**REQUIRED WORK:** Put the lines below into a numbered list, skipping any blank lines and leaving out the pictures.

◇ ◇ ◇ ◇ ◇

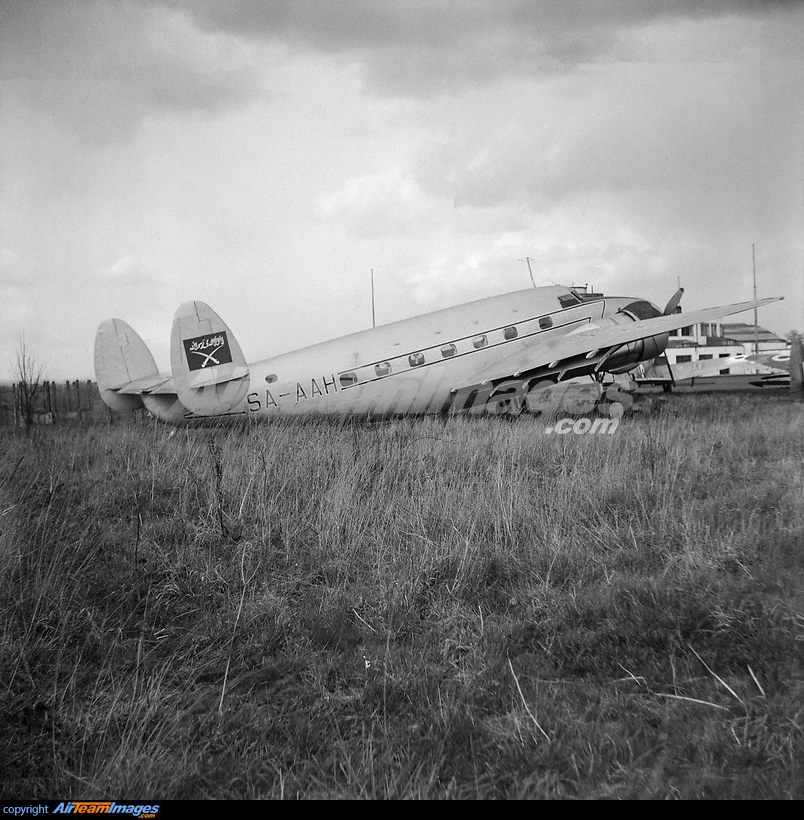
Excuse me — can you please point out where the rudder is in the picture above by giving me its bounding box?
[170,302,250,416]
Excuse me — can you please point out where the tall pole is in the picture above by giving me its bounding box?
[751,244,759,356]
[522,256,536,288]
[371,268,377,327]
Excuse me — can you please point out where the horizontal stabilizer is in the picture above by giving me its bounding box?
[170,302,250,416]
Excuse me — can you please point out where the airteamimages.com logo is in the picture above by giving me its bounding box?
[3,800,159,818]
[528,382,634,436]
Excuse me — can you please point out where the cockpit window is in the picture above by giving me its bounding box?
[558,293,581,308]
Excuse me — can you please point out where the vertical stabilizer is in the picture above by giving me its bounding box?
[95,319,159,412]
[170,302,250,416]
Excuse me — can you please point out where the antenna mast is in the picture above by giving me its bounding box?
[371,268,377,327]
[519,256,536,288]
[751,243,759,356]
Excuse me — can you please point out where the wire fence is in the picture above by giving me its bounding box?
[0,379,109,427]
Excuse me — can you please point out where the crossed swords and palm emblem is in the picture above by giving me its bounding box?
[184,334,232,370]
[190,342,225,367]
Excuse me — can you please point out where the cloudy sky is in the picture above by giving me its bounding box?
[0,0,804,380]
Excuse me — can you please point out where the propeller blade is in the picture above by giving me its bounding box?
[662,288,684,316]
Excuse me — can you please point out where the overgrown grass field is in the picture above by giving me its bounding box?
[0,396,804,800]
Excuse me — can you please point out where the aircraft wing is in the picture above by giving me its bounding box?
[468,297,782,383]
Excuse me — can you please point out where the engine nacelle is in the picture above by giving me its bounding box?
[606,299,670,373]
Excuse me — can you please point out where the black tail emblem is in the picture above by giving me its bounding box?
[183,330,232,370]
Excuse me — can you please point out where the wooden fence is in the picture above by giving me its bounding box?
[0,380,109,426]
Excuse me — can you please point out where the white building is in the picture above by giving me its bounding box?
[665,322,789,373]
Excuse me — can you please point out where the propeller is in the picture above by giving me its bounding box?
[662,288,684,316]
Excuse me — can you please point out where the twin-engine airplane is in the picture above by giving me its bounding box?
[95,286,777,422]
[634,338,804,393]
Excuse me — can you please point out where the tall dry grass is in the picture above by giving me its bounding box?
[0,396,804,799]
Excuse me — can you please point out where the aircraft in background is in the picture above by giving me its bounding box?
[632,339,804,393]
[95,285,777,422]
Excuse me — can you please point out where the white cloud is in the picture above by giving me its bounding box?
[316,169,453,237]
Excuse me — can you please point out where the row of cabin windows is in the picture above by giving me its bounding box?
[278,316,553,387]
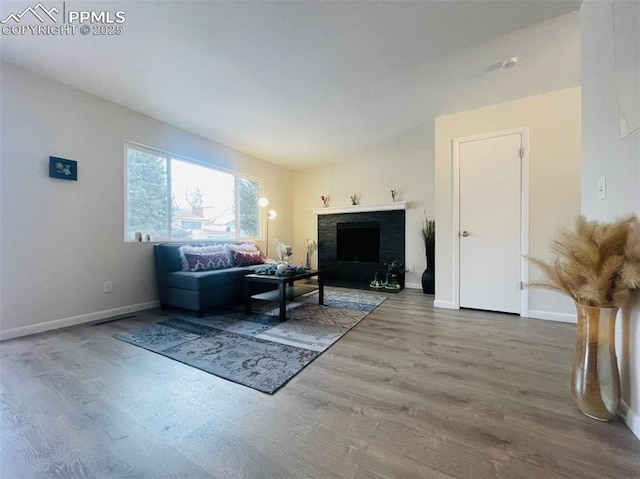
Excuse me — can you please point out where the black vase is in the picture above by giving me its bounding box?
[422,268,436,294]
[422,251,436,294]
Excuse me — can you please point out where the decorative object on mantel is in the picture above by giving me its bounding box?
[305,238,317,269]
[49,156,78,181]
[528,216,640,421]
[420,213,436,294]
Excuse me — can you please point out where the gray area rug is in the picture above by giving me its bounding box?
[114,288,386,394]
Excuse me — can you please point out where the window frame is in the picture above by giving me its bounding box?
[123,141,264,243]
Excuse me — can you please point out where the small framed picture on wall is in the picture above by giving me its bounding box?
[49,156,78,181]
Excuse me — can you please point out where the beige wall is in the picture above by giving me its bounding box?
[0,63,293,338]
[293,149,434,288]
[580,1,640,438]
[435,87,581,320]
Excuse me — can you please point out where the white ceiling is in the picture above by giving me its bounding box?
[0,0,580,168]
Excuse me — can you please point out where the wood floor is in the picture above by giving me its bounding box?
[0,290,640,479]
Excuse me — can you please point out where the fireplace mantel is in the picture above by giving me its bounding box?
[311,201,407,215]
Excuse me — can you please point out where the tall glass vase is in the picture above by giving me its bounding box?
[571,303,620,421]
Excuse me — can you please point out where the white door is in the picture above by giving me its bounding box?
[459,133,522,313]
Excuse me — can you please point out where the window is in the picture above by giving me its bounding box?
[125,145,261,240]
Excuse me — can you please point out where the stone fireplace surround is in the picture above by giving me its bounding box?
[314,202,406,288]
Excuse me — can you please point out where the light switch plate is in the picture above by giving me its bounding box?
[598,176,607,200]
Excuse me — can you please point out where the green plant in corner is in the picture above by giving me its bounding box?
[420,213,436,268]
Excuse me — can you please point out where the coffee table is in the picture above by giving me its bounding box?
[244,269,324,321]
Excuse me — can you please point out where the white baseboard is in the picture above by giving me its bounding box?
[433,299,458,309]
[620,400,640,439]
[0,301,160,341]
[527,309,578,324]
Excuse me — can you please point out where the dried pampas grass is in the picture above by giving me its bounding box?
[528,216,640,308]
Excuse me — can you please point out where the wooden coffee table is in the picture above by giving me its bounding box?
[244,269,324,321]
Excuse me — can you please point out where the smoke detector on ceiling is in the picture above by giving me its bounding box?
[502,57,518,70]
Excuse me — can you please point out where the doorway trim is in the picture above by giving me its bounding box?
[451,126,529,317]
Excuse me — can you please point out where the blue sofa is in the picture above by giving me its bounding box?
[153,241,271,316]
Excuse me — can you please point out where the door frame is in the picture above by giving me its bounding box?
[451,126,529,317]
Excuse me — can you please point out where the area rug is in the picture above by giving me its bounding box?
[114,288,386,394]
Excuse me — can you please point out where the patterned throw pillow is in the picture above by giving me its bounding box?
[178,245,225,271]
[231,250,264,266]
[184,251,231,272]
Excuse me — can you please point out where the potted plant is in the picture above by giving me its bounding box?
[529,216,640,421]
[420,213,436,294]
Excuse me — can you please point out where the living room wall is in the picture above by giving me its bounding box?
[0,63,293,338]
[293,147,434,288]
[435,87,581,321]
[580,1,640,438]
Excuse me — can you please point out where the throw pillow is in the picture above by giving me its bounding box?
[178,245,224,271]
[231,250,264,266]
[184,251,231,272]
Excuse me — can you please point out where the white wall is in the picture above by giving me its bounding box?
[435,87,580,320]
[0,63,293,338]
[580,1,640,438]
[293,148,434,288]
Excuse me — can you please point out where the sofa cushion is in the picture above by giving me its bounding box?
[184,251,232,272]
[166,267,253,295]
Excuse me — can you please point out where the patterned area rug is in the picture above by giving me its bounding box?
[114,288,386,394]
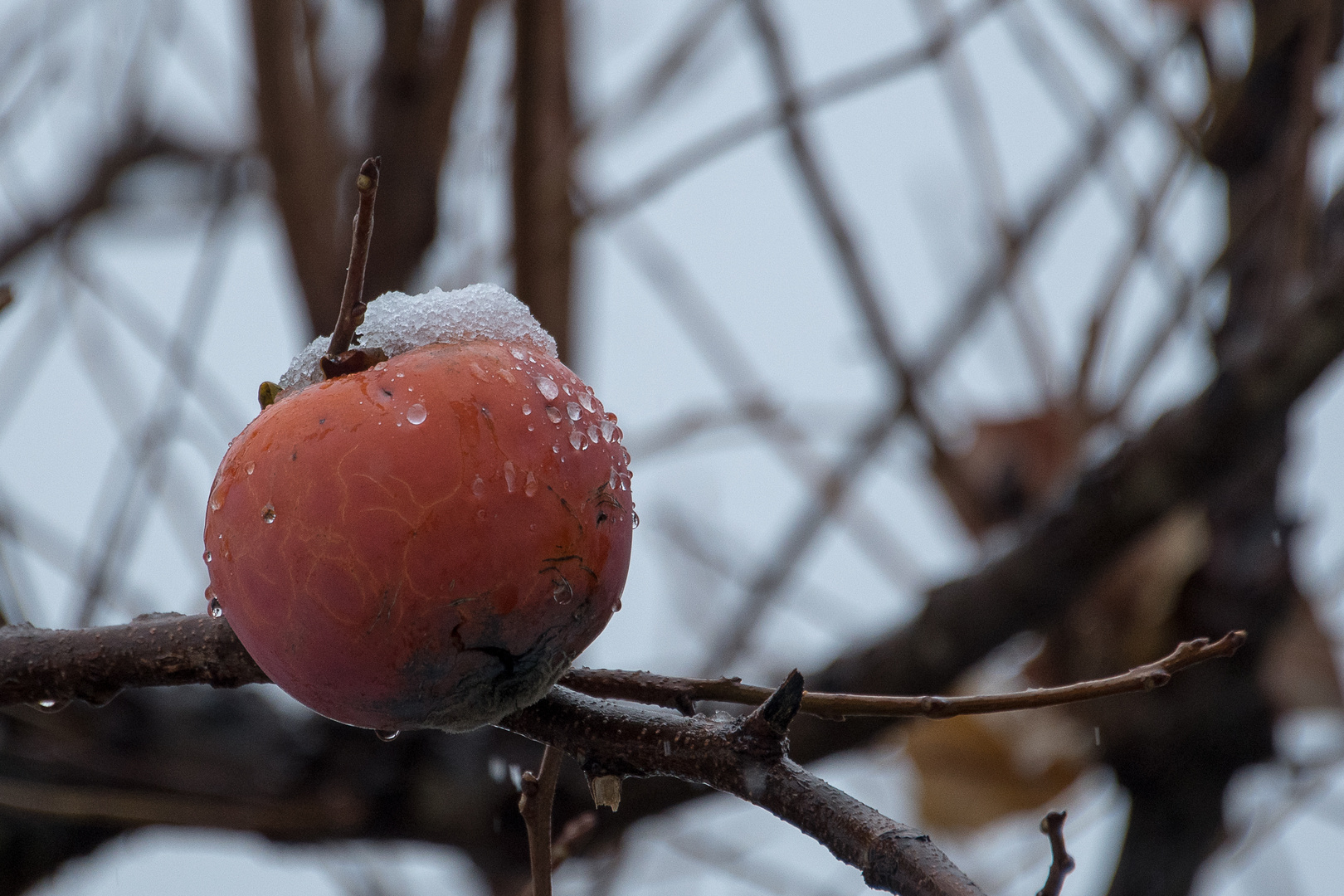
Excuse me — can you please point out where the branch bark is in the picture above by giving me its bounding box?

◇ ◇ ◇ ◇ ◇

**PROBLEM SOLUTION:**
1. Excuse me — can you please point out where the rudder is in the picture above by giving me its bounding box?
2. [170,302,250,416]
3. Excuse me — can you please point out where the tall pole is in the picture above by giving me its bounding box?
4. [751,244,759,356]
5. [522,256,536,288]
6. [371,268,377,327]
7. Excuse me — can you please point out where the horizontal stabilizer is in the picture above by giving me its bounding box?
8. [170,302,250,416]
9. Excuse me — can you please point out where the airteamimages.com logo is in the picture above by giving me its bounding box?
10. [3,800,159,818]
11. [528,382,634,436]
12. Excuse me — can you please point out where the cockpit window is in the picture above by giving me its bounding box?
13. [558,293,581,308]
14. Excuse me — can you please point out where the vertical stabilizer is in the picture above by giving me its bounding box?
15. [95,319,159,412]
16. [170,302,250,416]
17. Excuse me — can you please point out where the antenna mast is in the picture above by giving me its bounding box?
18. [371,268,377,327]
19. [519,256,536,288]
20. [751,243,759,356]
21. Excuse me — can you please point out where the wire fence is in the picture above by giving me its bounding box?
22. [0,379,109,427]
23. Excuse me — can you please point out where the crossed swords and palm emblem is in the picture above by giving me its bounding box?
24. [184,334,232,370]
25. [190,342,225,367]
26. Excuse me — can you please point out where the cloudy sky is in the picture above by giving me its bounding box?
27. [0,0,804,380]
28. Excuse me — can you please point out where the propeller blade is in the picture above by giving me its bounding box?
29. [662,288,684,316]
30. Excuse me — can you please point out where the overgrown grass field is in the picture above by giving me its bounding box?
31. [0,396,804,800]
32. Excuse me — can you please point out where the aircraft wing is in the picture above by giving me its bounding box?
33. [468,297,782,383]
34. Excuse me — can you please point out where the engine nacelle is in the picture above by giving me its bounding box?
35. [606,299,670,373]
36. Excuse me — can you please point out where the black tail emblem is in the picture above by giving me its bounding box?
37. [183,330,232,370]
38. Excuse me — can you please point out where the wooden fence is in the picture above by giving me its bounding box?
39. [0,380,109,426]
40. Excuse me — can you please point out where the white building is in the picture above by giving me its bounding box?
41. [665,322,789,373]
42. Excuse me — can you please point out where the propeller is in the picture above by giving me its bounding box?
43. [662,288,684,316]
44. Excuse me — can you please point out where the twin-engine airplane is in the picture above by giving me its bounding box?
45. [95,286,777,422]
46. [634,338,804,393]
47. Excuse me — can you please point out where the tall dry grass is in the picture above by giving me its bounding box?
48. [0,396,804,799]
49. Excuse me — can you please point out where the aircraft in background is in the picture above by giving me its bounding box?
50. [632,339,804,393]
51. [95,285,777,422]
52. Excuse me — can you please point out where the white cloud is in the picture above by giving me its bounding box?
53. [316,169,453,237]
54. Excuse me — can you please point out where the row of cabin windows is in the picture above by giving me its bounding box?
55. [278,316,553,387]
56. Excuse me — can you please point out where the black vase is in the picture above by giving me its bounding box?
57. [422,268,436,294]
58. [422,251,436,294]
59. Excuse me — can you please point out where the decorative object on mantel is in the picture above by giving me its bounding box?
60. [305,238,317,269]
61. [49,156,78,181]
62. [528,216,640,421]
63. [420,213,436,294]
64. Excuse me — can you please point out where the gray area rug is in the picture above by giving me its bounding box?
65. [114,288,386,394]
66. Excuse me — can you please point out where the window frame is in the picture above by giving me its bounding box?
67. [123,141,264,243]
68. Excuse me — can you please point out where the small framed picture on wall is in the picture above by giving me its bounding box?
69. [49,156,78,181]
70. Excuse me — can you please point out where the beige wall is in the picture above by giving me its bounding box?
71. [0,63,293,338]
72. [293,149,434,288]
73. [580,1,640,438]
74. [435,87,581,320]
75. Excuse me — can you please point out where the white ceiling is in the picture above by giving me its bounding box?
76. [0,0,580,168]
77. Excuse me — can you please point out where the wood floor is in the picture above by giving me its bounding box?
78. [0,290,640,479]
79. Excuse me — can you please point out where the fireplace mantel is in the picture above by giving me its bounding box?
80. [311,201,407,215]
81. Excuse me — can you please point out where the tall glass vase is in the picture above by giving me its bounding box?
82. [571,303,620,421]
83. Excuse me — can you please point out where the white door is in the picture above by giving me its bounding box?
84. [459,133,522,313]
85. Excuse me — can you please point out where the window is in the picture above by giving me its bounding box?
86. [125,145,261,240]
87. Excuse me — can you please point out where the stone fireplace surround is in the picture above by giving me its bounding box?
88. [314,202,406,288]
89. Excuse me — can you please point out where the light switch plate is in the picture above by giving me its bounding box?
90. [598,176,607,200]
91. Excuse me — can you please point out where the green plant in corner is in the picture above by giving me its bounding box?
92. [420,213,436,268]
93. Excuse me — can you please point out where the coffee table is in the picture above by giving me its bounding box?
94. [244,269,324,321]
95. Excuse me — can you please point out where the white baseboard is in the picture above by giving me its bounding box?
96. [433,299,458,309]
97. [620,400,640,439]
98. [0,301,160,341]
99. [527,309,578,324]
100. Excuse me — can you please point out where the dried pampas grass is in the picture above by giving me its bounding box?
101. [528,216,640,308]
102. Excuse me — can you please point out where the wooden coffee table is in the picture above by giving me its bounding box?
103. [244,269,324,321]
104. Excuse me — can you please point out where the smoke detector on ceiling is in the picture above by giving me its bounding box?
105. [502,57,518,70]
106. Excuse me — can you please point out where the doorway trim is in the picture above by giving me its bounding box?
107. [451,126,529,317]
108. Excuse me — can you please point out where the blue sofa is in the picture above by giving me its bounding box?
109. [153,241,271,316]
110. Excuse me — can you please point out where the door frame is in the picture above by giving me its bounding box?
111. [451,126,529,317]
112. Excuse me — can you please point out where the area rug is in the picture above by giving me its bounding box?
113. [114,288,386,394]
114. Excuse me — can you please point out where the patterned throw pillow is in the picture above by giving me its bounding box?
115. [178,245,225,271]
116. [231,250,264,266]
117. [184,251,231,272]
118. Excuse me — can you please point out where the potted plant is in the picture above by giving me its bounding box?
119. [529,216,640,421]
120. [420,213,436,294]
121. Excuse me — can you please point out where the living room wall is in the picture above by giving me its bounding box?
122. [0,63,293,338]
123. [293,147,434,288]
124. [435,87,581,321]
125. [580,1,640,438]
126. Excuse me — can you please point out where the throw pillow is in the picture above by giving me its bounding box?
127. [178,245,224,271]
128. [231,250,264,266]
129. [184,251,231,272]
130. Excuse me — can you please point out where the white wall is in the picture above by giving me its bounding box?
131. [435,87,580,320]
132. [0,63,293,338]
133. [580,1,640,438]
134. [293,148,434,288]
135. Excuse me — can you please point out where the sofa cushion is in the picture above by giving me its bounding box?
136. [184,251,232,272]
137. [166,267,253,295]
138. Excuse me — can you please point out where the patterned area rug is in the picture above by giving me its bounding box?
139. [114,288,386,394]
140. Excuse me — can you please point out where the branch bark is in the picture above by giving me its bounding box?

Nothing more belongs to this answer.